#### SELECTED PASSAGE ####

Copyright in music editions
‘We must think of things as they are, not as they are said to be’
George Bernard Shaw
Recent copyright disputes have involved Hyperion Records (UK)
and Harmonia Mundi (France).
In the Hyperion case in May 2005, the Court of Appeal unanimously decided (www.bailii.org/ew/cases/EWCA/Civ/2005/565.html) in favour of editor Dr Lionel Sawkins in his action for copyright infringement against the record company, upholding Mr Justice Patten’s decision in the High Court 2004 (www.bailii.org/ew/cases/EWHC/Ch/2004/1530.html). In 2002, Hyperion Records had issued an unauthorised recording of four works by Michel-Richard de Lalande made by Ex Cathedra, Birmingham in 2001, in defiance of enforcement notices issued by MCPS, the rights organisation that collects recording royalties.
In the Harmonia Mundi case in January 2005, the three judges of the Tribunal de Grande Instance de Nanterre in Paris gave judgment in favour of Dr Lionel Sawkins in a long-running case where, in violation of two contracts signed in 1990, Harmonia Mundi infringed copyrights in two editions of Lalande motets prepared by Dr Lionel Sawkins for a recording. A film company, Cine-Mag Bodard and a tv company, SFP, were also found to have infringed the rights of Lionel Sawkins. All three companies were ordered to pay damages and costs, and decided not to appeal.
What People say…
‘Perry [Proprietor of Hyperion Records] added that he did have a chance to settle the suit with Sawkins out of court. "Through the whole pre-trial process, his law firm begged and pleaded with Hyperion to plead out of court," he said. "Just pay us our fees and pay him off,’ they said. I said, "I’m not doing that. I want to know whether I’m right or wrong. I’m afraid I’m wrong, according to the justice system."

#### LISTING ####

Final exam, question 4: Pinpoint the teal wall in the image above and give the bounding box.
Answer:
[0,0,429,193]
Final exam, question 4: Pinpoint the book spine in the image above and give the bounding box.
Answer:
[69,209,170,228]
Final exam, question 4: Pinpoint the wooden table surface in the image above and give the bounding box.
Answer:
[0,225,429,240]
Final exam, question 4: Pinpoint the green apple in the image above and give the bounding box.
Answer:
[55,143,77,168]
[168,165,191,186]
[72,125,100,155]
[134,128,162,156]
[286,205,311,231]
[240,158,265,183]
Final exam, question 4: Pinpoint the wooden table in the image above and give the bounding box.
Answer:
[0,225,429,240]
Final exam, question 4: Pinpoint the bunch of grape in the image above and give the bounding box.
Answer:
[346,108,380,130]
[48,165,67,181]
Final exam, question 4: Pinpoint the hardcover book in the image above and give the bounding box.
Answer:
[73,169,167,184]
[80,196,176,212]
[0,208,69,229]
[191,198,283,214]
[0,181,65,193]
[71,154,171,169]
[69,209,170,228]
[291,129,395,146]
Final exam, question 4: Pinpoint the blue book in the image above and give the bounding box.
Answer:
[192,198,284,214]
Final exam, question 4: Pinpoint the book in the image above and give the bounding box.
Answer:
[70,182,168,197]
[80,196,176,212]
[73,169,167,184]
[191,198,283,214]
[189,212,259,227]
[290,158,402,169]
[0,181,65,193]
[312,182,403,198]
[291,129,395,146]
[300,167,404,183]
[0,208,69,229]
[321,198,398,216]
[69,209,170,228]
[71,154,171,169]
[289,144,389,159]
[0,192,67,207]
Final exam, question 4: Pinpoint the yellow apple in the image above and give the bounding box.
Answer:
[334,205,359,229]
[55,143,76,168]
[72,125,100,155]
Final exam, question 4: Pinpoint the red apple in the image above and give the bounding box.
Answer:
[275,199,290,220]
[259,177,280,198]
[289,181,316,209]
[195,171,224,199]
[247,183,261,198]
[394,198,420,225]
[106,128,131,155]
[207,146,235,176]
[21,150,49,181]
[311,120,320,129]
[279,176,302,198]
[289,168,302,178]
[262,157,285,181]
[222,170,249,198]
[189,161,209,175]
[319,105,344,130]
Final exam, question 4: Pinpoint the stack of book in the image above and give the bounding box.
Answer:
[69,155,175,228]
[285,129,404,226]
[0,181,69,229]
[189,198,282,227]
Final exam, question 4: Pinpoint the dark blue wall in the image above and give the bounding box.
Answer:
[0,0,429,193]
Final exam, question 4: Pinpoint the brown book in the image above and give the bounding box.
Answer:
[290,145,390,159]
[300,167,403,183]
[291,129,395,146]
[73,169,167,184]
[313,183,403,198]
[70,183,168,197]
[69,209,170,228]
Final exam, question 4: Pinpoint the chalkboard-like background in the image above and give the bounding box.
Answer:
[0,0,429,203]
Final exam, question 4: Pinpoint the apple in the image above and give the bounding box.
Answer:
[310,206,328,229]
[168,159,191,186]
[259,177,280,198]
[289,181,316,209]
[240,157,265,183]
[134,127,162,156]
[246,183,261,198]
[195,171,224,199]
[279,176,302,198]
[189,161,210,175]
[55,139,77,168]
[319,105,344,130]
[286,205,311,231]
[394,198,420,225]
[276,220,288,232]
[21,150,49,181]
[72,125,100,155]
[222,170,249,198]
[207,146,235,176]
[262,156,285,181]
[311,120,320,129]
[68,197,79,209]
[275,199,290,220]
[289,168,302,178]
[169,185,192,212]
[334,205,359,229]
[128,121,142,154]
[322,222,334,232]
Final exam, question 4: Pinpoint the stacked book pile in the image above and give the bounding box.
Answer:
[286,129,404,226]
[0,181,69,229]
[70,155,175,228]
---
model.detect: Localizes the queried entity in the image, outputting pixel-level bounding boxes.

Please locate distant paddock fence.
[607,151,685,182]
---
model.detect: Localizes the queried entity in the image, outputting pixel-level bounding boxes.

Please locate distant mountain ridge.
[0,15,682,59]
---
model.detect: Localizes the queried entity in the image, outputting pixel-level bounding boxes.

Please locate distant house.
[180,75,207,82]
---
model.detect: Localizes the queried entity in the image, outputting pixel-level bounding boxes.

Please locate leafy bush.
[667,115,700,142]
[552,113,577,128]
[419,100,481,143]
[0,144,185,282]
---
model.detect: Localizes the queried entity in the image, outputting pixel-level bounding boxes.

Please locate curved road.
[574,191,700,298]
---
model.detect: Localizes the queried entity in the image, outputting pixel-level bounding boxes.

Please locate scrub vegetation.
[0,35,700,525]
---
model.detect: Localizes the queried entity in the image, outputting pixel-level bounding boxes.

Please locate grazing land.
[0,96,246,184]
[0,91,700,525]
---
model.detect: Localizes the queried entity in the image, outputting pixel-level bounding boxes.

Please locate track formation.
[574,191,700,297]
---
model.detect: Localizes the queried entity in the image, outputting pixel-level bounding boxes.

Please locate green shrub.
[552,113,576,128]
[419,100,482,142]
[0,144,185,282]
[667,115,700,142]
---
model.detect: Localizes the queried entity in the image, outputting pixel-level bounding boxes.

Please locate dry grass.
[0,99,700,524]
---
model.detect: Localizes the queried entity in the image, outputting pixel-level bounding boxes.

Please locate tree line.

####

(EXERCISE REQUIREMENTS):
1. Answer these questions using the page on copyright in music editions.
(a) Which court upheld Mr Justice Patten's decision, and in what month and year?
(b) In what year did Ex Cathedra make the recording of the four Lalande works?
(c) Besides Harmonia Mundi, which two companies were found to have infringed Lionel Sawkins's rights?
2. Based on the page on copyright in music editions, say whether each statement agrees with it.
(a) Harmonia Mundi appealed the Paris judgment.
(b) The contracts Harmonia Mundi violated were signed in 1990.
(c) The Court of Appeal judges were divided in the Hyperion case.
3. Write out the part of the page on copyright in music editions starting with "Copyright in music" and going on through "Hyperion Records (UK)".

(ANSWERS GIVEN):
1.
(a) The Court of Appeal, in May 2005.
(b) 2001.
(c) Cine-Mag Bodard, a film company, and SFP, a tv company.

2.
(a) No: "All three companies were ordered to pay damages and costs, and decided not to appeal."
(b) Yes: "in violation of two contracts signed in 1990"
(c) No: "the Court of Appeal unanimously decided"

3.
Copyright in music editions
‘We must think of things as they are, not as they are said to be’
George Bernard Shaw
Recent copyright disputes have involved Hyperion Records (UK)